EXERCISE TASK »
Return every line of the material below that contains the word "light", copying each line in full.

SOURCE RECORDS »

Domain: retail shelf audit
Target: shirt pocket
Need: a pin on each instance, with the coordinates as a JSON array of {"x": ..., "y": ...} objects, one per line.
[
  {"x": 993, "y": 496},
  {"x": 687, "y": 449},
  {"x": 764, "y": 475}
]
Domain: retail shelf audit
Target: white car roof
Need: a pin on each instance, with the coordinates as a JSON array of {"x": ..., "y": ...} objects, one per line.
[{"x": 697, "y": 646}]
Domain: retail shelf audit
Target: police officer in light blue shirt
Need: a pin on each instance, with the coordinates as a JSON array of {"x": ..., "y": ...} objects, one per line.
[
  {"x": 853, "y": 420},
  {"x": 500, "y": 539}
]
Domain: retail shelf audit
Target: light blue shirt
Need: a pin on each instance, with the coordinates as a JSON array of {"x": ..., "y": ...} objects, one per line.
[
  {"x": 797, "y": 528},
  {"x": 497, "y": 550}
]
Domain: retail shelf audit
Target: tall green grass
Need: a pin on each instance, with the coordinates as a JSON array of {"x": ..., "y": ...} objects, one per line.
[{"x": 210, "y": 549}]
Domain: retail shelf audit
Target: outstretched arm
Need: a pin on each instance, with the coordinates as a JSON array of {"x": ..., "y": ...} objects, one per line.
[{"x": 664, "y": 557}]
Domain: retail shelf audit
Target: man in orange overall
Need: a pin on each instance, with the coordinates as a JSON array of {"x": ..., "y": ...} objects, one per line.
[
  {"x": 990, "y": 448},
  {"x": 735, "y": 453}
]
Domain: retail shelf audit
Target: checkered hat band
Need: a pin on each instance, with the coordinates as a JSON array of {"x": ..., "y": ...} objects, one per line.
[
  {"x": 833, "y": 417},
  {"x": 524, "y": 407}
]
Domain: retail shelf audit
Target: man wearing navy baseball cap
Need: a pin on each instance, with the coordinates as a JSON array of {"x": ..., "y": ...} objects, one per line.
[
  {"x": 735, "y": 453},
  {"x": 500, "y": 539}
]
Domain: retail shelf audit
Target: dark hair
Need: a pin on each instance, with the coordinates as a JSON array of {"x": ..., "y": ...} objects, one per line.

EXERCISE OUTPUT »
Target: police officer in light blue shirt
Target: light blue shirt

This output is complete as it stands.